It’s a clash with the classic supply of IT equipment and services, where everyone has the same device, access to the same apps, and works in the same way.

This is no longer the experience employees want, and it doesn’t work for employers either. They want engaged and productive workforces to deliver better services to customers. Those organisations that empower employees with the apps and tools they want to do their jobs almost double the increase in service quality compared to those that don’t (17 per cent versus 9 per cent), according to a VMware study with Forbes.

Once enterprises understand that, they start to look at how they design their workplaces in ways that enable a less restrictive, but still controlled, approach to working. By doing so, they are able to deliver multiple working approaches to their staff – so the perennial can work in one way, the millennial in another if they chose, but the output and results remain the same.

They can also unlock new approaches to roles which can create a real differentiator – the smart colleague.

Why millennials and perennials don’t matter – but the smart colleague does

Consider a supermarket. It’s where many of us have our first experience of work, as sullen teenagers tasked with stacking shelves and managing checkouts. To be honest, while the labour might be cheap, the customer experience matches the lack of vision and thus investment in this role – perhaps one of blank stares and surly responses when asked if a certain product is in stock, or where something can be found. A few years ago, that might be acceptable, but with the retail landscape in constant flux, and consumers more generally more than twice as likely to recommend a company or brand based on the quality of service (66 per cent) than they are on price (31 per cent) according to one report, established players need new ways of differentiating..

• **Point localization listing**:
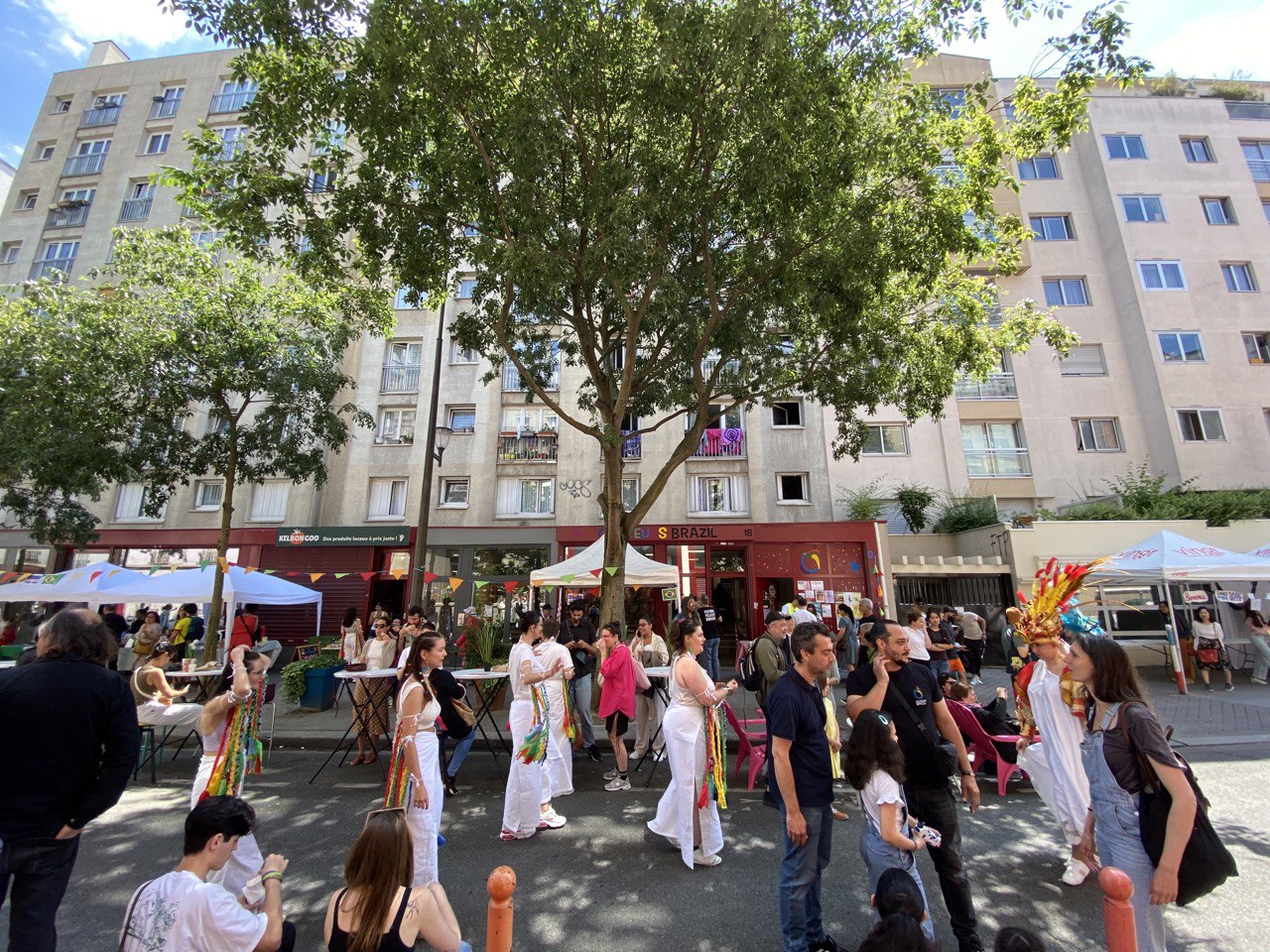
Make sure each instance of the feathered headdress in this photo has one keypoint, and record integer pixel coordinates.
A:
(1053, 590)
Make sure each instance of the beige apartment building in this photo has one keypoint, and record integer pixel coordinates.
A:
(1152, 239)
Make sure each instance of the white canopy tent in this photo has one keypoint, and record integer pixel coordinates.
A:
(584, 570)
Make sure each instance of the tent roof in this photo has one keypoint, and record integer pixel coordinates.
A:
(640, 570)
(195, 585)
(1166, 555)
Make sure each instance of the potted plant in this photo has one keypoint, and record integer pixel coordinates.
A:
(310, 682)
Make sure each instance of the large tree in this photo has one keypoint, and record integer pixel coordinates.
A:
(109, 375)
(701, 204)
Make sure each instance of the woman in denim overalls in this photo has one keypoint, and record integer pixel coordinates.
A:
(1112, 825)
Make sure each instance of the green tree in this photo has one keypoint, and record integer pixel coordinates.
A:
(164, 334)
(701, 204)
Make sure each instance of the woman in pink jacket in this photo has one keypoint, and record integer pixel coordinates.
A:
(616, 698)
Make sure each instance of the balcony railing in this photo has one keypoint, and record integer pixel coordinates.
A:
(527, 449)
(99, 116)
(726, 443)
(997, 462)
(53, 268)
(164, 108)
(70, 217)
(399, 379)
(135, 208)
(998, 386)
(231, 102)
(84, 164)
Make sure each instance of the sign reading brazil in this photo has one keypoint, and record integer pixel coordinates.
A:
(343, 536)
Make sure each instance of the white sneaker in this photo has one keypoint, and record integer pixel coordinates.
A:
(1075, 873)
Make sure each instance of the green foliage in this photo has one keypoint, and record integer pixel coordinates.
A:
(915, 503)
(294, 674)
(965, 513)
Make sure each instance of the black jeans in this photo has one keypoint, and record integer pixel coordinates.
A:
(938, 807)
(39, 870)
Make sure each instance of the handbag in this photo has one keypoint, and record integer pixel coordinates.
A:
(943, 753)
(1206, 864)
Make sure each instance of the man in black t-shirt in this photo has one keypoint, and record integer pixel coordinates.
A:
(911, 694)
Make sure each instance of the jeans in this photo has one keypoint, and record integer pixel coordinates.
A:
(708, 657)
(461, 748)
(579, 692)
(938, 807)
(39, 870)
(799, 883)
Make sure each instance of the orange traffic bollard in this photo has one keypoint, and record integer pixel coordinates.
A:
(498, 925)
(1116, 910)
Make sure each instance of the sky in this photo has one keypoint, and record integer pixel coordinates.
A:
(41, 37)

• **TASK SET**:
**a.** List every percentage figure that appears in the passage on workplace technology and employee experience.
**b.** Pick up the passage on workplace technology and employee experience right after its last sentence and write the next part.

• **RESULTS BY TASK**:
**a.** 17 per cent, 9 per cent, 66 per cent, 31 per cent

**b.**
To be honest, the experience we get is the result of years of not placing value in these roles. What if we started to? We’re talking about retail, but it could just as easily apply to travel, transport, healthcare, banking. What if we make these front-line roles aspirational, rather than something to endure?

How do we do that? By empowering employees. Give them the tools to know what’s happening at any given moment. That means technology, but not simply behind a till or workstation. On the floor, getting to customers rather than making the customer find them. How much better would a train cancellation, or stock issue, be for those wanting to use the service if employees were able to proactively engage with them, rather than be forced into queues. Using mobile devices with chatbots, for example, a worker can engage with the customer and provide guidance, see if something is in stock or on time, offer alternatives and act as a point of sale in the right circumstances. The customer receives a consistent, positive experience, delivered through a human touch enhanced by technology – in other words, a smart colleague.

Not only does this improve the customer experience, it stands out as a real employment differentiator. It upends the way we perceive certain roles. Suddenly it’s not about cheap labour, but about having the right skills, and the compensation to reflect that. It might be that rather than natural progression meaning moving away from the shop floor, it’s actually moving on to the shop floor and becoming a smart colleague.

It’s not a route that is only for perennials, or that millennials are barred from, but one that is designed with the customer in mind, and then asks who we have that fulfils that role’s criteria.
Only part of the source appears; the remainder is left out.